Point labeling dataset excerpts:
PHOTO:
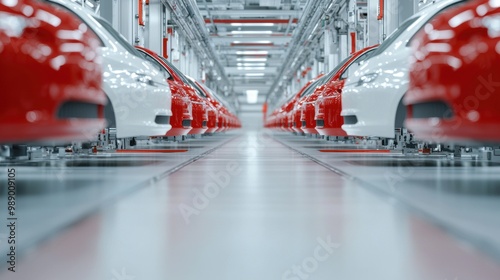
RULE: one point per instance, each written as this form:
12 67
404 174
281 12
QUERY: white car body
373 93
140 96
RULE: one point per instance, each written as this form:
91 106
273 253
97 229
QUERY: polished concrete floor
255 205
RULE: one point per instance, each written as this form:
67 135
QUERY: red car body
199 114
217 117
454 89
286 116
295 113
181 102
320 112
50 74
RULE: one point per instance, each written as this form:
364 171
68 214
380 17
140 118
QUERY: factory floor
252 205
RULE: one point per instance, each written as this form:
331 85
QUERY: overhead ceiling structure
263 43
252 38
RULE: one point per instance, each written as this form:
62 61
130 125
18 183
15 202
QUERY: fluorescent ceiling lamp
251 68
252 52
253 24
254 74
252 96
251 64
252 42
264 59
238 32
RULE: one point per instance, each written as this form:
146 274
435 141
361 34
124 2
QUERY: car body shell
140 97
454 94
373 94
324 105
62 100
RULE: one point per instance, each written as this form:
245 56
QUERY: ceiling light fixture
253 59
252 52
252 42
240 32
251 68
251 64
252 24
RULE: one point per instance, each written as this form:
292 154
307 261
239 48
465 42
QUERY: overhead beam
247 39
252 20
252 13
236 70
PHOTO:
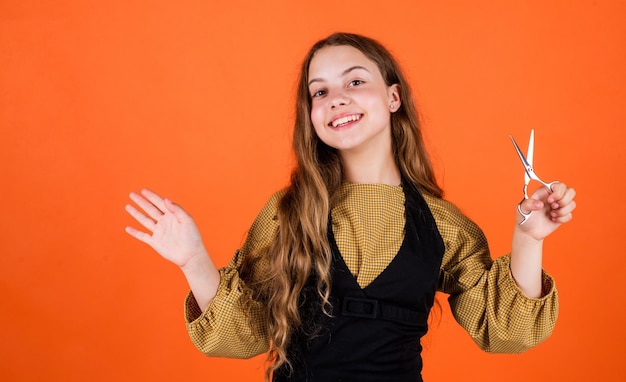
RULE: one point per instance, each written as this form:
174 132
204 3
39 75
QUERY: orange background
195 101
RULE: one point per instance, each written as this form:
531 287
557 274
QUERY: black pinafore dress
374 332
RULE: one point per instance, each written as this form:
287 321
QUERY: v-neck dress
368 224
374 332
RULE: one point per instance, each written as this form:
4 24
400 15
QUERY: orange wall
195 101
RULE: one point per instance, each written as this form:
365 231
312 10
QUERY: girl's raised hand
172 231
550 210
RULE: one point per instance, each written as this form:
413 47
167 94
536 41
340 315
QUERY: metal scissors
530 174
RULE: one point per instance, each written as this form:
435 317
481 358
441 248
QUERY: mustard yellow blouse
368 223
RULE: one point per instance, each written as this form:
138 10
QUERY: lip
350 119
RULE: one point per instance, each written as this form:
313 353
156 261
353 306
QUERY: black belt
375 309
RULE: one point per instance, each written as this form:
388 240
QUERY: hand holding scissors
530 174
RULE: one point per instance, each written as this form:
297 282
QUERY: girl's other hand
172 231
550 210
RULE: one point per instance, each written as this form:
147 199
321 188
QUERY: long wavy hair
300 251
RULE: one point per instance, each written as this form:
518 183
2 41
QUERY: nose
338 98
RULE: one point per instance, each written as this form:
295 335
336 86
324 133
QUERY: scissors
530 174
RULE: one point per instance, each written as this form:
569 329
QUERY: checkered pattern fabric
368 223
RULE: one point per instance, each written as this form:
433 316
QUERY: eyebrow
342 73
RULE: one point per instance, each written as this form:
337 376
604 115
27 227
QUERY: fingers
145 221
141 236
155 199
150 207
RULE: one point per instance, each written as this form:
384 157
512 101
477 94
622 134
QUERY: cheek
317 115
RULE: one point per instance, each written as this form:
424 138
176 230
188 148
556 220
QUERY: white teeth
344 120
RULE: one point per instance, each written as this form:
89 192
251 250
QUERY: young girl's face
350 102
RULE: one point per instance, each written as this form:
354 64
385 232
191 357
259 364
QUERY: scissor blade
531 148
519 152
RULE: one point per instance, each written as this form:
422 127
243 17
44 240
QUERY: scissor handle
549 185
525 216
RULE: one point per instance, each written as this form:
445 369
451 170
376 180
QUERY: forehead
333 60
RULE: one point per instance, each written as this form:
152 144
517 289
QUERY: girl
338 272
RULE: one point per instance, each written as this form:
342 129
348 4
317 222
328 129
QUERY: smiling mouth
345 120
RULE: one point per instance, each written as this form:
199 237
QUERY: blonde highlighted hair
300 251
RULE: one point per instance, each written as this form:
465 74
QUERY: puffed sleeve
227 328
484 298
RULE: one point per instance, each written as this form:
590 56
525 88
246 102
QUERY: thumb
529 205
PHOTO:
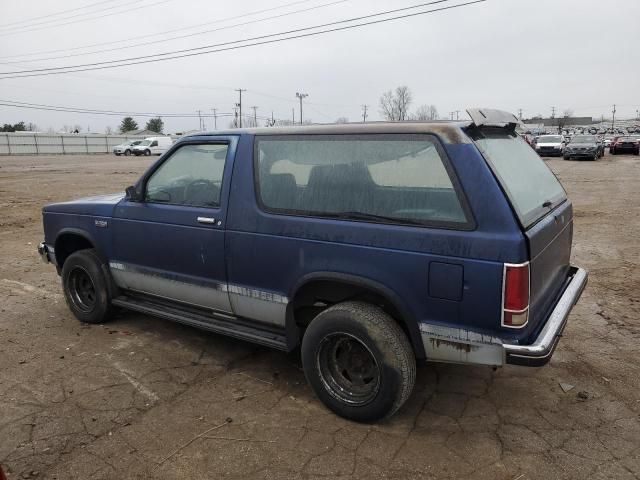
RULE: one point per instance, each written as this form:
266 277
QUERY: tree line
154 125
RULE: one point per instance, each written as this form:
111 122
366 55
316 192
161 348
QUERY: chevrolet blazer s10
368 246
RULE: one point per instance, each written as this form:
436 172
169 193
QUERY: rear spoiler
488 117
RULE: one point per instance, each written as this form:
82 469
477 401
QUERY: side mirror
132 194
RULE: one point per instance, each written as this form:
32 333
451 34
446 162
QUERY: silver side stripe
228 288
257 294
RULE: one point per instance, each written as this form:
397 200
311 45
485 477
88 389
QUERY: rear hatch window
530 185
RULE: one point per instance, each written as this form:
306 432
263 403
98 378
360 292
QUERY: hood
549 144
100 205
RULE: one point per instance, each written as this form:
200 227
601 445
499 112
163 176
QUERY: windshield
530 185
584 139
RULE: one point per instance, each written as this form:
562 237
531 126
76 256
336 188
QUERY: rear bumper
47 253
459 345
541 350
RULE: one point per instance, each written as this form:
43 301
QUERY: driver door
171 244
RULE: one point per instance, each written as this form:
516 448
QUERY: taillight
515 294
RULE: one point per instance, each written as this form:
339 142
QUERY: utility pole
301 96
239 104
235 117
215 118
364 113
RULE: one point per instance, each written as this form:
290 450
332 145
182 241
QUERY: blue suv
368 246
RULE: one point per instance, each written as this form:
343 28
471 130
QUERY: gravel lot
145 398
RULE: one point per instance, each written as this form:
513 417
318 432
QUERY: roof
450 132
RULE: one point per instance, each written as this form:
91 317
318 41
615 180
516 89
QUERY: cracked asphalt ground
144 398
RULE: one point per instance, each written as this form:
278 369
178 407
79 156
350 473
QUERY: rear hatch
543 211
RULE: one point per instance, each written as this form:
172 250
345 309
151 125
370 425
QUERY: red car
625 144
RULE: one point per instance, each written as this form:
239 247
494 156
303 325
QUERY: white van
152 146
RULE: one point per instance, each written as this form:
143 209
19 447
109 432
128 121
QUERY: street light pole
215 118
301 96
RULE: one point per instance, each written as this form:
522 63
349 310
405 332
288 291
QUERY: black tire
380 368
85 287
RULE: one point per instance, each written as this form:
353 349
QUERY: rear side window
531 186
390 178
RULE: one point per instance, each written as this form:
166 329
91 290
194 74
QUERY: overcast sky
510 54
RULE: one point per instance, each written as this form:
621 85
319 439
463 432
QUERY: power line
149 59
53 20
81 47
5 34
14 103
226 27
27 20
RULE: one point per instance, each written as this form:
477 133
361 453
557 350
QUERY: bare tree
562 121
425 112
394 105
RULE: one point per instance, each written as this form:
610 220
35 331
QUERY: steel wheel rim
348 369
82 290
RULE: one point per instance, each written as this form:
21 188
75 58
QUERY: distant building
560 121
145 133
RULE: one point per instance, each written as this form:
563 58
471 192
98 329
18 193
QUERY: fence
27 143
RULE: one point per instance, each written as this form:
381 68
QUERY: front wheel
358 361
85 287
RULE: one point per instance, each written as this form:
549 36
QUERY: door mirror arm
132 194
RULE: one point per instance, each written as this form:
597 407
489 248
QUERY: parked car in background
608 140
368 246
152 146
584 146
550 145
125 148
626 144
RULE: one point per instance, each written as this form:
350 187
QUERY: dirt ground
145 398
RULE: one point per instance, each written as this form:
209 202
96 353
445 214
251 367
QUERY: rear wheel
85 287
358 361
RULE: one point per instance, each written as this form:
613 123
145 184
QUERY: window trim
152 171
469 225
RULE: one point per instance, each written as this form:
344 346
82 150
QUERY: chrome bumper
459 345
541 350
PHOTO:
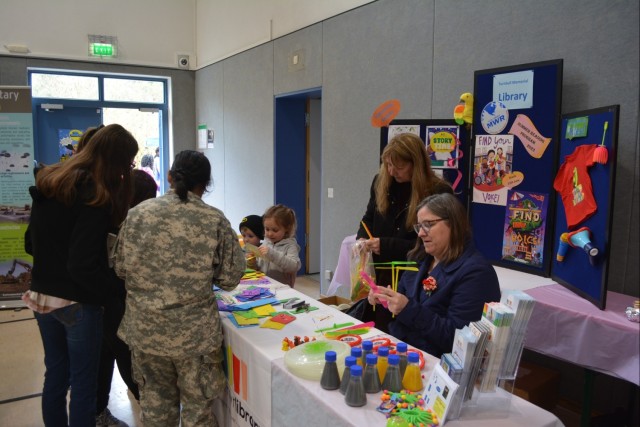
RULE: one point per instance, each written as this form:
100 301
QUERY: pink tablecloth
568 327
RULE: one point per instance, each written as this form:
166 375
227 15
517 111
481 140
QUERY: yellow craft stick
366 229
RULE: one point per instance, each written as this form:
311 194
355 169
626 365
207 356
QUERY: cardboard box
538 385
336 301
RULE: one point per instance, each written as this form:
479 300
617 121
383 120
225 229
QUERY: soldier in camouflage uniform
170 251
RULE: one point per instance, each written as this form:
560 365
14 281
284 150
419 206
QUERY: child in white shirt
280 258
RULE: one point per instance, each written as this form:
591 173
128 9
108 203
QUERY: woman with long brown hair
404 179
76 203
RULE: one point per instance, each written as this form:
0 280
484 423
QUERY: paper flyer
442 146
492 168
398 129
439 392
524 226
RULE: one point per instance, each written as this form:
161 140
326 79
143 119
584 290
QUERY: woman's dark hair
144 187
410 149
190 169
147 161
448 207
104 165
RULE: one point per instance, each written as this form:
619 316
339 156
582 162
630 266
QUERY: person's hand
396 302
251 261
373 245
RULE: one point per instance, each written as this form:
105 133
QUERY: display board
447 144
583 219
514 151
16 176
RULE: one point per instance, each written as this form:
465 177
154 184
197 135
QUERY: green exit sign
101 49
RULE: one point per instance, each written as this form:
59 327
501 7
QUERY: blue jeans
71 337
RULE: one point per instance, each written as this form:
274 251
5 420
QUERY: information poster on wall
16 176
516 123
446 142
524 228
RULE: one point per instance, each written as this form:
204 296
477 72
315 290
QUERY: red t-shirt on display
574 185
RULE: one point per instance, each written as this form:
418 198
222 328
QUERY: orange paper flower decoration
429 284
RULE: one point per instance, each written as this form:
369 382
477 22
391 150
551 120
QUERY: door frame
291 167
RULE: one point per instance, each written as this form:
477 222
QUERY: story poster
442 146
16 176
524 226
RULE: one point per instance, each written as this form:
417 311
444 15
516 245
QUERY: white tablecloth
266 394
297 401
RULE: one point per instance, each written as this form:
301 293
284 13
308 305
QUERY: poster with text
16 176
67 142
398 129
492 169
442 146
524 225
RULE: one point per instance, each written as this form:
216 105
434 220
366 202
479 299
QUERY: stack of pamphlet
481 332
499 318
458 364
522 304
439 393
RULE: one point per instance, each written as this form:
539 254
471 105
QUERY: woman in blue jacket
453 282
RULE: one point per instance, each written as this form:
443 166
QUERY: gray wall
424 53
13 72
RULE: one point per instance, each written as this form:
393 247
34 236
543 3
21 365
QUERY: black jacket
68 244
395 239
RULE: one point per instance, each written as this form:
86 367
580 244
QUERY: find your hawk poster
524 225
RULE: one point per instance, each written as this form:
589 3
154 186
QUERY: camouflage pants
167 384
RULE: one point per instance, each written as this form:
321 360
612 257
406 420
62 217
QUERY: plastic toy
581 239
601 155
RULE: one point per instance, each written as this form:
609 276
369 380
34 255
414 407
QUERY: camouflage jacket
170 254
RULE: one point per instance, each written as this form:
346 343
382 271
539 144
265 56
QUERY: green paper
577 127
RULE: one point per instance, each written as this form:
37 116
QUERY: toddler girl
252 232
280 258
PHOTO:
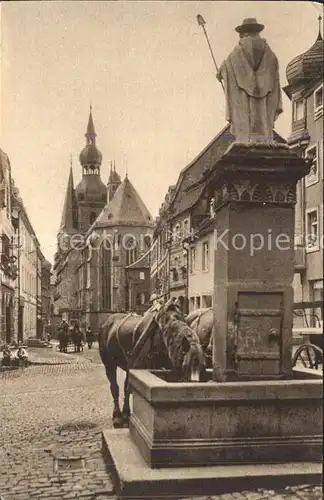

EXERCISE:
Please gather every line in the rows above that contains the string "wheel", copying each one in full. Case counts.

WORKED ANSWER:
QUERY: steel wheel rim
QUERY: front wheel
QUERY: rear wheel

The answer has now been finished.